_SHORT PROBLEM_:
Write out each line of the material again, word for word.

_INPUT DATA_:
--

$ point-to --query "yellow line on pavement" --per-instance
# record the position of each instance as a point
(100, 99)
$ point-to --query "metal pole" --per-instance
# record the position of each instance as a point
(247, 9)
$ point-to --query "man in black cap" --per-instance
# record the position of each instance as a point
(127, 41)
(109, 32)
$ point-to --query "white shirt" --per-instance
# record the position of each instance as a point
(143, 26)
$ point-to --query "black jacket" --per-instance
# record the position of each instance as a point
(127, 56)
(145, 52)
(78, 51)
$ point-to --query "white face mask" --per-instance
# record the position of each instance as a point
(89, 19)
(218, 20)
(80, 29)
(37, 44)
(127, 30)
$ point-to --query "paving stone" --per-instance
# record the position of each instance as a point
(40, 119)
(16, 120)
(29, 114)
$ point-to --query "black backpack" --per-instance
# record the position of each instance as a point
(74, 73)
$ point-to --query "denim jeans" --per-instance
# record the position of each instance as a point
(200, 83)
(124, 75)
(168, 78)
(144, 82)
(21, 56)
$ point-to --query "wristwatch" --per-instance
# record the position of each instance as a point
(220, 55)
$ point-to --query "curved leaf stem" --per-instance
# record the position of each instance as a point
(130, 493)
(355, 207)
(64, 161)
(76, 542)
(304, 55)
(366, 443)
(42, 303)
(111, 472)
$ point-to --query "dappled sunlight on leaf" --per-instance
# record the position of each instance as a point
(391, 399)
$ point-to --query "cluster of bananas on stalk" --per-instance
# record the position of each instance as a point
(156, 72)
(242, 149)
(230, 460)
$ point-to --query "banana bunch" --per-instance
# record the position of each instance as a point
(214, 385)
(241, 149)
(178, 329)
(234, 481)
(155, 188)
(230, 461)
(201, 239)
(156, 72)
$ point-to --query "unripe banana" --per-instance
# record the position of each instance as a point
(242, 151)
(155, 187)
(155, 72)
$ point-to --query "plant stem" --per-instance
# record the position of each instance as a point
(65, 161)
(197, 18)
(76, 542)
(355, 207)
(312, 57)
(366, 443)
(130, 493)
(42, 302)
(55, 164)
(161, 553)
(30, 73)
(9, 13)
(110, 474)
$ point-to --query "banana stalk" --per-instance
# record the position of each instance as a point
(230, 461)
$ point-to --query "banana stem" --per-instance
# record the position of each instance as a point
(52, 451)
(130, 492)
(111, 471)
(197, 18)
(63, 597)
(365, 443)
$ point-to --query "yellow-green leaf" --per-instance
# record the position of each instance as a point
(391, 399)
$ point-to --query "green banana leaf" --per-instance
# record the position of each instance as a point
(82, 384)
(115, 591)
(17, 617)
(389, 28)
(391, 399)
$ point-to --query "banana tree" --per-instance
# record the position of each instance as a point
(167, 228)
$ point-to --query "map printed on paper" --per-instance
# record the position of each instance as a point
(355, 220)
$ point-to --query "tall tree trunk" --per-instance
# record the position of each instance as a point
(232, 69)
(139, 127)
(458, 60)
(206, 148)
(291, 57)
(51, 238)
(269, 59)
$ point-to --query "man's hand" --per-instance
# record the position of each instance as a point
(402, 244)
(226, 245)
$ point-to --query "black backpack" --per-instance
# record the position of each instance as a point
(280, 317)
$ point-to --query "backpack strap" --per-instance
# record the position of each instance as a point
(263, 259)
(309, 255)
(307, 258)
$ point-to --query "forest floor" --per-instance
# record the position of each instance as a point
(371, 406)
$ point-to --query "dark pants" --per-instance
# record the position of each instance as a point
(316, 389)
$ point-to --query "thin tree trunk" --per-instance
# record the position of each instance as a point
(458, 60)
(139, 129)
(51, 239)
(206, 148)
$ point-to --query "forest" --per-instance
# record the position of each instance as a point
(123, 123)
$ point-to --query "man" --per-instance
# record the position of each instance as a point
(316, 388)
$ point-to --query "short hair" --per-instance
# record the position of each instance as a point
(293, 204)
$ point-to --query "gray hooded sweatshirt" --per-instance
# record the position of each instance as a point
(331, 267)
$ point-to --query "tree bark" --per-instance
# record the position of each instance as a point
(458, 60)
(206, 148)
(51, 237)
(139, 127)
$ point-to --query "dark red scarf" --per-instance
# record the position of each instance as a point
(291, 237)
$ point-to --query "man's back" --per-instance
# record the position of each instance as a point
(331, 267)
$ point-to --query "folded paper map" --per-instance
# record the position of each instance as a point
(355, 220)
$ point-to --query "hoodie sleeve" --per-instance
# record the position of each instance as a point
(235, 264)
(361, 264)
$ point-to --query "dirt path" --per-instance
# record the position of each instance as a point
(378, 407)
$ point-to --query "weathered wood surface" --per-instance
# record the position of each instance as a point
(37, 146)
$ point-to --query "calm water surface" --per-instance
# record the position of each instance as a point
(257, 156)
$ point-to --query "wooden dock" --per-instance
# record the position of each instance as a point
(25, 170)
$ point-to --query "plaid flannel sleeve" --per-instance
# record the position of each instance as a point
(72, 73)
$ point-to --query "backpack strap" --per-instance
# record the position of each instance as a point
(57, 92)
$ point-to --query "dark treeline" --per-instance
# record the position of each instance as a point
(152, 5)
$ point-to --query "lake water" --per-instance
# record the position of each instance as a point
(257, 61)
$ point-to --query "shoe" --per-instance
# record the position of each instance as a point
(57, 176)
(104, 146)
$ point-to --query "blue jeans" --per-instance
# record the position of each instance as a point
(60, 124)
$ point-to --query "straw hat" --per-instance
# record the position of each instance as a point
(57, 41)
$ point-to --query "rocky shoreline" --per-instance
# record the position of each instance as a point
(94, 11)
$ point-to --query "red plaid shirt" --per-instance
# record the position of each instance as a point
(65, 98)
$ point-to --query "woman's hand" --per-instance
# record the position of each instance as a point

--

_SOLUTION TO THE PROBLEM_:
$ point-to --query "yellow line on pavement" --per-instance
# record the position of each instance as a point
(100, 99)
$ point-to --query "metal pole" --per-instance
# record the position of each instance as a point
(247, 9)
$ point-to --query "man in black cap" --per-instance
# record the position of each instance as a point
(127, 41)
(109, 32)
$ point-to --query "white shirt" --per-instance
# record the position of each instance as a point
(143, 26)
$ point-to --query "black jacket" --per-instance
# record the position of each instance as a point
(127, 56)
(145, 52)
(78, 51)
$ point-to --query "white face mask" --per-instance
# record the position of each instance as a point
(89, 19)
(218, 20)
(80, 29)
(37, 44)
(127, 30)
$ point-to --query "paving stone" --per-instance
# record the position of each instance as a point
(40, 119)
(16, 120)
(29, 114)
$ point-to --query "black backpack" --per-instance
# record the position of each instance as a point
(74, 73)
$ point-to --query "denim jeans" --per-instance
# record the position of each instance as a point
(200, 83)
(124, 75)
(168, 78)
(144, 82)
(21, 56)
$ point-to --query "wristwatch" --per-instance
# record the position of each instance as a point
(220, 55)
$ point-to --query "curved leaf stem" --per-instance
# record the position of each instance as a point
(130, 493)
(355, 207)
(64, 161)
(76, 542)
(304, 55)
(366, 443)
(42, 303)
(111, 472)
$ point-to --query "dappled sunlight on leaf" --per-instance
# record the position of each instance as a point
(391, 399)
$ point-to --query "cluster of bananas on stalk" --per-instance
# record the position of each instance as a point
(156, 72)
(242, 149)
(230, 460)
$ point-to --query "banana bunch" --per-instance
# record the position of each instance as a point
(214, 385)
(241, 149)
(178, 329)
(234, 481)
(155, 188)
(230, 461)
(201, 239)
(156, 72)
$ point-to --query "unripe banana" --per-instance
# record the position of each instance as a point
(242, 151)
(155, 187)
(155, 72)
$ point-to --query "plant stem" --per-instance
# record the position of each instance as a point
(65, 161)
(197, 18)
(76, 542)
(355, 207)
(312, 57)
(366, 443)
(130, 493)
(42, 302)
(55, 164)
(161, 553)
(30, 73)
(9, 13)
(110, 474)
$ point-to --query "banana stalk" --per-instance
# record the position of each instance as a point
(230, 461)
$ point-to --query "banana stem" --per-instance
# record the position of each instance as a point
(52, 451)
(130, 492)
(111, 471)
(197, 18)
(63, 597)
(365, 443)
$ point-to --query "yellow-green leaf" --per-instance
# record the position of each instance as a point
(391, 399)
$ point-to --query "green banana leaf" --per-instance
# record the position of each instance as a point
(82, 384)
(115, 591)
(17, 617)
(389, 28)
(391, 399)
$ point-to --query "banana tree" --per-instance
# record the position of each instance as a point
(167, 228)
$ point-to --query "map printed on paper" --per-instance
# record the position of each instance as a point
(355, 220)
$ point-to --query "tall tree trunk" --per-instance
# record the position of each instance as a point
(232, 69)
(139, 127)
(458, 60)
(206, 148)
(291, 57)
(51, 238)
(269, 59)
$ point-to --query "man's hand" --per-instance
# record the position of each instance as a point
(402, 244)
(226, 245)
$ point-to --query "black backpack" --per-instance
# record the position of each instance as a point
(280, 317)
$ point-to --query "backpack strap" --per-instance
# record the position of each instance as a point
(263, 259)
(309, 255)
(307, 258)
$ point-to --query "forest floor" --per-instance
# record the position of each instance as a point
(371, 406)
$ point-to --query "dark pants" --per-instance
# record the position of each instance as a point
(316, 389)
$ point-to --query "thin tree trunk" --per-instance
# record the position of each instance as a point
(458, 60)
(139, 129)
(51, 239)
(206, 148)
$ point-to --query "forest" --per-instance
# record the position of each instance as a point
(123, 123)
$ point-to --query "man" --per-instance
# record the position of each instance as a point
(316, 388)
$ point-to --query "short hair" --per-instance
# record the position of each instance as a point
(293, 204)
$ point-to --query "gray hooded sweatshirt" --per-instance
# record the position of each instance as a point
(331, 267)
$ point-to --query "tree bark" --per-instance
# record the position of each instance as a point
(458, 60)
(206, 148)
(51, 237)
(139, 127)
$ point-to --query "dark red scarf" --per-instance
# record the position of each instance as a point
(291, 237)
$ point-to --query "man's back" --per-instance
# record the position of each instance as a point
(331, 267)
$ point-to --query "folded paper map" --per-instance
# record the position of each instance as a point
(355, 220)
$ point-to --query "hoodie sleeve" --per-instance
# record the position of each instance as a point
(235, 264)
(361, 264)
$ point-to --query "dirt path" --per-instance
# record the position of each instance as a point
(378, 407)
$ point-to --query "weathered wood surface" --per-instance
# record the position of each instance as a point
(37, 146)
$ point-to --query "calm water surface" --per-instance
# record the position of each instance as a point
(257, 156)
$ point-to --query "wooden dock" --per-instance
# record the position of each instance as a point
(25, 170)
$ point-to --query "plaid flannel sleeve" --per-instance
# record the position of each instance as a point
(72, 73)
$ point-to --query "backpack strap" --per-instance
# record the position of each instance as a point
(57, 92)
$ point-to --query "dark treeline" --per-instance
# record the position of each instance as a point
(152, 5)
$ point-to --query "lake water" --per-instance
# record the position of each instance as a point
(257, 61)
$ point-to --query "shoe" --per-instance
# record the position of each instance as a point
(57, 176)
(104, 146)
$ point-to --query "blue jeans" --per-instance
# record the position of each instance as a point
(60, 124)
$ point-to --query "straw hat" --per-instance
# record the position of each instance as a point
(57, 41)
$ point-to --query "rocky shoreline" --per-instance
# record the position of each instance as a point
(94, 11)
$ point-to --query "red plaid shirt" --per-instance
# record the position of each instance as a point
(65, 98)
$ point-to --query "woman's hand" --per-instance
# record the position of each instance as a point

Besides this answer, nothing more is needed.